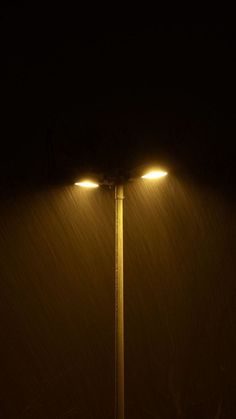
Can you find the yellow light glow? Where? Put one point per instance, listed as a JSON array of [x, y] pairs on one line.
[[87, 184], [154, 174]]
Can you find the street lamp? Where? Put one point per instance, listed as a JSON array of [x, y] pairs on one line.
[[118, 185]]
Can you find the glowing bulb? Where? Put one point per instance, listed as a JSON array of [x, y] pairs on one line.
[[87, 184], [154, 174]]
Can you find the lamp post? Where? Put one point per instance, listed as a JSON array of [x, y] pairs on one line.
[[119, 284]]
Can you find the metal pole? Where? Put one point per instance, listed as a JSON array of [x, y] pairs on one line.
[[119, 305]]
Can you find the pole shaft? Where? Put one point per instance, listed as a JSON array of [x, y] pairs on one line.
[[119, 304]]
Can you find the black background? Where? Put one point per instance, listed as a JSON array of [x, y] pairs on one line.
[[108, 91]]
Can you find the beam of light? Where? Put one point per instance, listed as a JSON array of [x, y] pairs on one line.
[[87, 184], [154, 174]]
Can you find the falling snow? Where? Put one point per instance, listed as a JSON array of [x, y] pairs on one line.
[[57, 303]]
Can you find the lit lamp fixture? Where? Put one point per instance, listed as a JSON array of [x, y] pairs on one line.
[[87, 184], [119, 280], [154, 174]]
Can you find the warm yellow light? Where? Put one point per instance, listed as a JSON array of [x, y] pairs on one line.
[[154, 174], [87, 184]]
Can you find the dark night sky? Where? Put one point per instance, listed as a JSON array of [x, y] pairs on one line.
[[105, 93], [83, 91]]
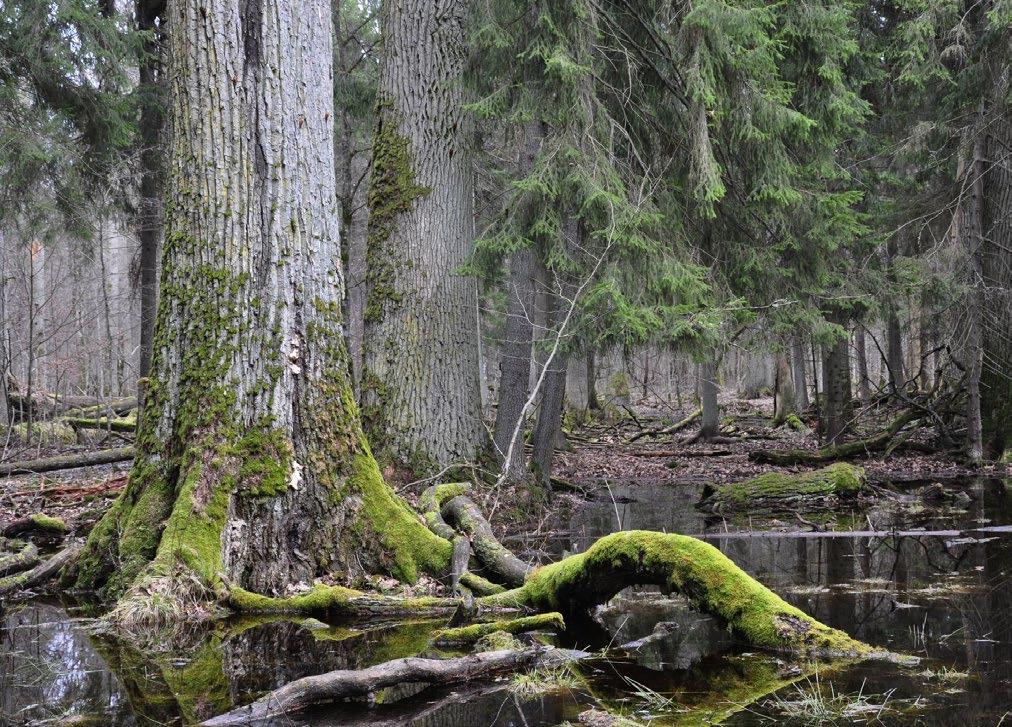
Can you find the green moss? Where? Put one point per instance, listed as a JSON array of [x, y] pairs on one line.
[[47, 523], [407, 543], [471, 634], [265, 462], [393, 189], [697, 570], [838, 479], [497, 641], [321, 599], [199, 687]]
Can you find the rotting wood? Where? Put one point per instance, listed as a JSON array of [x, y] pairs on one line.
[[345, 683], [67, 462]]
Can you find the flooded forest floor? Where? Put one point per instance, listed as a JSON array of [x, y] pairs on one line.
[[918, 563]]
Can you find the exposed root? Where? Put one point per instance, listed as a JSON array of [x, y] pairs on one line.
[[472, 634]]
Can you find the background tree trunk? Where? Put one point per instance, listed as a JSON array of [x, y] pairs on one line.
[[149, 223], [251, 462], [785, 403], [863, 380], [836, 383], [420, 384], [708, 390], [800, 378]]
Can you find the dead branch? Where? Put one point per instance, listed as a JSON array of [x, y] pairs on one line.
[[67, 462]]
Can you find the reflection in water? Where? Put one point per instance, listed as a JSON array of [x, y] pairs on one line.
[[944, 598]]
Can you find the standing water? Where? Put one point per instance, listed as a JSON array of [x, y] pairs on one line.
[[943, 595]]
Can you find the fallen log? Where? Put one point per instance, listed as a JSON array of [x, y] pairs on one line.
[[472, 634], [121, 425], [67, 462], [876, 442], [41, 573], [784, 489], [26, 557], [345, 683], [672, 429], [34, 523]]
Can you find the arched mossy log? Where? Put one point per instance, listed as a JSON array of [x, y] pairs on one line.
[[697, 570], [784, 489]]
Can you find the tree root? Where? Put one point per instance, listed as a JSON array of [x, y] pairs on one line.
[[775, 489], [40, 573], [67, 462], [472, 634], [26, 557], [345, 683], [442, 502], [697, 570]]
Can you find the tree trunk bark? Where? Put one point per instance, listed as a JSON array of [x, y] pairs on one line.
[[149, 223], [784, 404], [251, 467], [996, 269], [515, 354], [708, 388], [800, 378], [593, 403], [420, 387], [863, 380], [836, 383], [973, 231]]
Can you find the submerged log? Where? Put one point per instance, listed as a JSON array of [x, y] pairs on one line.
[[67, 462], [674, 428], [40, 573], [345, 683], [783, 489]]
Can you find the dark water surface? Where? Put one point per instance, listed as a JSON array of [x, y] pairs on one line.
[[946, 598]]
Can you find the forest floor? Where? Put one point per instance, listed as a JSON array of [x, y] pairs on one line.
[[599, 456]]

++++

What you return should be all of the material above, exactly, and none of its pictures.

Can you find the yellow light glow? Where? Put one point per instance, listed as a JSON array of [x, y] pairs on one line.
[[87, 184], [154, 174]]
Can you find the street lamp? Where? Put one point per instance, listed as a JSON array of [x, y] pairs on one line.
[[118, 185]]
Can you find the glowing bulb? Where? Put one point per instance, listed as a JSON array of [x, y] pairs on one line.
[[87, 184], [154, 174]]
Can you find the lamp post? Where? Put one point per instance, listed as a JSON array of [x, y] pairs on one line.
[[119, 284]]
Can you find the metal pole? Where? Put one point per instance, listed as a JSON array of [x, y] pairs on one line.
[[119, 305]]
Can you find the pole shaft? Where? Put one point per instance, listed as a JSON array of [x, y] pairs on one line.
[[119, 304]]
Can you find the black background? Where? Put one point per instance, listed as a JSON array of [x, y] pairs on one line.
[[108, 91]]
Can you find the beam of light? Where? Put one point per instance, listed as a JSON array of [x, y] pairs on one line.
[[87, 184], [154, 174]]
Can you find the falling snow? Where? Put one point per instance, listed as a JSON array of [x, y] pairs on one line.
[[57, 303]]
Can you find the lit lamp fixture? Where? Put one point per instance, listed as a JSON array of [x, y] pairs on one line.
[[87, 184], [119, 280], [154, 174]]
Can you find the warm yellow light? Where? Put one point per instance, listed as a JSON array of [x, y] pairs on one line.
[[154, 174], [87, 184]]
Can you find the dark night sky? Where? Put one point per instance, listed as a JSON array of [x, y] pairs on one line.
[[105, 93], [83, 91]]
Can you find the green moss? Where? Put one point per instance, listed as a JSON array of [x, y] pairs on one line.
[[47, 523], [407, 543], [471, 634], [265, 462], [393, 189], [697, 570], [838, 479], [497, 641], [321, 599], [199, 687]]
Can you find the rotting wood? Where? Put one point per instance, listed as a JSON array of [x, y] pairs on one line.
[[345, 683], [67, 462]]
Can you find the flooded forest floor? Where? Put one point per instance, listed as a JSON array of [x, y] pairs on one line.
[[918, 563]]
Can you find the exposed root? Where? Put one point per instance, listed as a JSON array of [x, y] pairs on one line.
[[472, 634]]
Can you find the background tree trunk? Where? Put one point per instance, listed as a JSON array of [x, y] pairs on one line.
[[149, 223], [251, 462], [785, 403], [863, 380], [836, 383], [420, 384], [708, 390], [800, 378]]
Can you find the dead branch? Where? Put one point per instance, listed as a JSON array of [x, y] pairs on one line.
[[67, 462]]
Can you find the reflection in water? Where? Put one point per instance, listed as a JSON array of [x, y] pairs on one line.
[[944, 598]]
Can you find the standing water? Where? Put one point per instance, listed as a JSON array of [x, y] pairs on one line.
[[943, 595]]
Can you find the fallen log? Where? Put one point per instance, listed as a JSON array of [x, y] pairs on one line.
[[472, 634], [121, 425], [67, 462], [876, 442], [41, 573], [784, 489], [26, 557], [345, 683], [672, 429], [34, 523]]
Can you find the arched mossy log? Where? Put one point per instance, listed as a JSON array of [x, y] pairs on one line.
[[697, 570], [784, 489]]
Can you find the tree root? Where? Put one point per instance, listed as a JSON array of [x, y] pairs on one line.
[[775, 489], [40, 573], [67, 462], [472, 634], [26, 557], [345, 683], [442, 502], [697, 570]]
Can you find the tree trunk bark? Where? Put one point per instance, listed as a JSON array of [x, y] pairs on one line.
[[149, 223], [784, 404], [251, 467], [996, 269], [515, 354], [708, 388], [800, 378], [593, 403], [420, 387], [863, 380], [836, 383], [973, 231]]
Can you find the submerged log? Where? Put one point per instance, listed as a JSON array of [x, y] pairs on one line.
[[67, 462], [674, 428], [40, 573], [345, 683], [783, 489]]
Can you find the dark water surface? Where? Put one point per instance, listed as a JSON array of [x, y] pairs on one line.
[[946, 598]]
Can you find the forest floor? Where? Put one point per instance, listed as a JSON array of [x, y] pairs on one line.
[[599, 456]]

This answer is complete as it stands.